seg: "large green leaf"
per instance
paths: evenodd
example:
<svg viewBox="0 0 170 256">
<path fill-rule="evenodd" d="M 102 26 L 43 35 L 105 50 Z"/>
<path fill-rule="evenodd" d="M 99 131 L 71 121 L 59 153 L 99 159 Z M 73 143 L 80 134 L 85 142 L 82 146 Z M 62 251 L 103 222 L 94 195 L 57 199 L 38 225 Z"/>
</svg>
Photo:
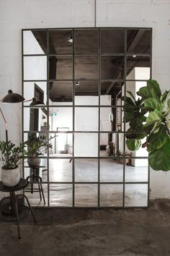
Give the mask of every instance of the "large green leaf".
<svg viewBox="0 0 170 256">
<path fill-rule="evenodd" d="M 141 145 L 140 140 L 127 140 L 126 145 L 130 150 L 138 150 Z"/>
<path fill-rule="evenodd" d="M 170 137 L 166 144 L 158 150 L 149 153 L 149 164 L 155 171 L 170 171 Z"/>
<path fill-rule="evenodd" d="M 156 121 L 161 122 L 164 119 L 164 116 L 161 112 L 157 109 L 155 109 L 153 111 L 150 112 L 148 116 L 146 119 L 146 124 L 145 127 L 153 124 Z"/>
<path fill-rule="evenodd" d="M 135 101 L 135 98 L 133 95 L 133 93 L 130 92 L 129 90 L 127 90 L 127 93 L 129 93 L 129 95 L 132 97 L 132 98 Z"/>
<path fill-rule="evenodd" d="M 149 108 L 151 110 L 154 110 L 155 108 L 157 108 L 160 111 L 163 110 L 163 104 L 161 103 L 161 101 L 159 99 L 157 100 L 155 98 L 146 98 L 143 101 L 143 104 L 146 107 Z"/>
<path fill-rule="evenodd" d="M 164 111 L 166 114 L 170 111 L 170 90 L 166 93 L 164 101 Z"/>
<path fill-rule="evenodd" d="M 159 149 L 166 142 L 169 136 L 166 132 L 165 127 L 162 127 L 158 132 L 153 133 L 149 140 L 151 150 Z"/>
</svg>

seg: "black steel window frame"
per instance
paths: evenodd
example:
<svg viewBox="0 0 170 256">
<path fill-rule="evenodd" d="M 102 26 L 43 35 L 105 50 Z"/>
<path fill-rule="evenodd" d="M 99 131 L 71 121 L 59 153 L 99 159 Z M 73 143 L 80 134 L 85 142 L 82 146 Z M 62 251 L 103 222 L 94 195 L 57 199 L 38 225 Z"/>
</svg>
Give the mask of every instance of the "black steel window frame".
<svg viewBox="0 0 170 256">
<path fill-rule="evenodd" d="M 98 97 L 99 97 L 99 105 L 86 105 L 86 106 L 82 106 L 82 105 L 75 105 L 74 102 L 74 96 L 75 96 L 75 82 L 77 80 L 81 81 L 80 79 L 76 79 L 75 78 L 75 55 L 76 56 L 97 56 L 97 54 L 76 54 L 74 53 L 74 32 L 76 30 L 99 30 L 99 54 L 98 54 L 98 58 L 99 58 L 99 77 L 98 80 L 86 80 L 86 81 L 98 81 Z M 124 30 L 124 54 L 101 54 L 101 30 L 102 29 L 107 29 L 107 30 Z M 150 30 L 150 53 L 148 54 L 128 54 L 127 53 L 127 49 L 126 49 L 126 46 L 127 46 L 127 30 Z M 73 34 L 73 51 L 72 54 L 61 54 L 61 56 L 72 56 L 72 64 L 73 64 L 73 79 L 71 80 L 49 80 L 49 56 L 56 56 L 56 55 L 60 55 L 60 54 L 50 54 L 49 53 L 49 33 L 50 31 L 55 31 L 55 30 L 72 30 L 72 34 Z M 47 54 L 24 54 L 24 31 L 34 31 L 34 30 L 44 30 L 46 31 L 46 35 L 47 35 Z M 45 206 L 35 206 L 35 208 L 94 208 L 94 209 L 97 209 L 97 208 L 147 208 L 148 207 L 149 204 L 149 192 L 150 192 L 150 166 L 148 165 L 148 181 L 147 182 L 126 182 L 125 181 L 125 161 L 127 159 L 127 157 L 125 156 L 125 123 L 123 124 L 124 126 L 124 131 L 123 132 L 119 132 L 120 133 L 122 133 L 124 135 L 124 145 L 123 145 L 123 156 L 121 157 L 115 157 L 115 156 L 100 156 L 100 149 L 99 149 L 99 145 L 100 145 L 100 134 L 101 133 L 107 133 L 107 132 L 112 132 L 117 133 L 117 132 L 110 132 L 110 131 L 106 131 L 106 132 L 101 132 L 100 131 L 100 109 L 101 108 L 107 108 L 107 107 L 112 107 L 112 108 L 123 108 L 123 113 L 125 115 L 125 106 L 103 106 L 100 105 L 100 92 L 101 92 L 101 83 L 102 82 L 122 82 L 125 85 L 125 95 L 126 95 L 126 82 L 128 81 L 135 81 L 135 82 L 140 82 L 140 81 L 146 81 L 143 80 L 127 80 L 126 79 L 126 72 L 127 72 L 127 57 L 128 56 L 132 56 L 133 54 L 136 55 L 137 56 L 149 56 L 150 57 L 150 78 L 151 78 L 151 74 L 152 74 L 152 27 L 56 27 L 56 28 L 28 28 L 28 29 L 22 29 L 22 95 L 24 95 L 24 82 L 45 82 L 47 83 L 47 105 L 45 106 L 45 107 L 47 108 L 47 111 L 48 113 L 48 127 L 49 127 L 49 108 L 50 106 L 53 107 L 69 107 L 69 108 L 73 108 L 73 131 L 71 132 L 66 132 L 67 133 L 71 133 L 73 135 L 73 161 L 72 161 L 72 182 L 50 182 L 49 180 L 49 160 L 50 159 L 70 159 L 70 157 L 50 157 L 49 155 L 49 150 L 48 150 L 47 153 L 47 157 L 40 157 L 40 158 L 45 158 L 47 159 L 47 166 L 48 166 L 48 180 L 47 182 L 42 182 L 44 184 L 48 185 L 48 204 L 46 204 Z M 47 58 L 47 80 L 24 80 L 24 58 L 25 56 L 46 56 Z M 124 79 L 122 80 L 102 80 L 101 77 L 101 56 L 122 56 L 124 57 Z M 73 82 L 73 104 L 72 105 L 53 105 L 50 106 L 49 105 L 49 82 L 51 81 L 72 81 Z M 82 80 L 82 81 L 84 81 Z M 92 132 L 92 131 L 75 131 L 74 129 L 74 124 L 75 124 L 75 108 L 79 107 L 79 108 L 86 108 L 86 107 L 91 107 L 91 108 L 99 108 L 99 123 L 98 123 L 98 131 Z M 24 141 L 24 135 L 27 134 L 28 132 L 36 132 L 36 133 L 45 133 L 44 132 L 42 131 L 24 131 L 24 109 L 25 108 L 30 108 L 30 106 L 24 106 L 24 103 L 22 103 L 22 141 Z M 122 111 L 121 111 L 122 113 Z M 46 134 L 48 137 L 49 138 L 49 135 L 53 134 L 53 133 L 60 133 L 61 132 L 53 132 L 53 131 L 47 131 Z M 63 132 L 62 132 L 63 133 Z M 74 155 L 74 135 L 76 133 L 96 133 L 98 134 L 98 156 L 97 157 L 76 157 Z M 98 160 L 98 181 L 96 182 L 75 182 L 75 159 L 89 159 L 89 158 L 93 158 L 93 159 L 97 159 Z M 108 158 L 112 158 L 112 159 L 119 159 L 121 158 L 123 160 L 123 180 L 121 182 L 100 182 L 100 159 L 108 159 Z M 148 159 L 146 157 L 128 157 L 128 159 Z M 22 175 L 24 176 L 24 165 L 23 163 L 22 166 Z M 26 167 L 27 168 L 27 167 Z M 72 190 L 72 206 L 52 206 L 50 205 L 50 184 L 71 184 L 73 186 Z M 97 184 L 98 186 L 98 189 L 97 189 L 97 193 L 98 193 L 98 198 L 97 198 L 97 206 L 75 206 L 75 185 L 76 184 Z M 123 193 L 122 193 L 122 206 L 102 206 L 100 205 L 100 185 L 101 184 L 122 184 L 123 186 Z M 144 206 L 126 206 L 125 204 L 125 185 L 126 184 L 147 184 L 148 185 L 148 197 L 147 197 L 147 205 Z"/>
</svg>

• Stated exercise:
Beginning with the first line of the rows above and continuing through the line containing "170 137 L 166", present each line as one string in a JSON list, skipping blank lines. Leave the picture out.

• Worked answer:
[
  "seg: \"large green leaf\"",
  "per instance",
  "paths: evenodd",
  "example:",
  "<svg viewBox=\"0 0 170 256\">",
  "<path fill-rule=\"evenodd\" d=\"M 102 26 L 43 35 L 105 50 Z\"/>",
  "<path fill-rule=\"evenodd\" d=\"M 99 131 L 71 121 L 59 153 L 99 159 Z M 73 143 L 80 134 L 85 142 L 82 146 Z M 62 251 L 103 222 L 94 195 L 57 199 L 38 225 Z\"/>",
  "</svg>",
  "Photo:",
  "Give the mask of every instance of the \"large green leaf\".",
  "<svg viewBox=\"0 0 170 256\">",
  "<path fill-rule=\"evenodd\" d=\"M 141 145 L 140 140 L 127 140 L 126 145 L 130 150 L 138 150 Z\"/>",
  "<path fill-rule=\"evenodd\" d=\"M 170 137 L 166 144 L 158 150 L 149 153 L 149 164 L 155 171 L 170 171 Z\"/>"
]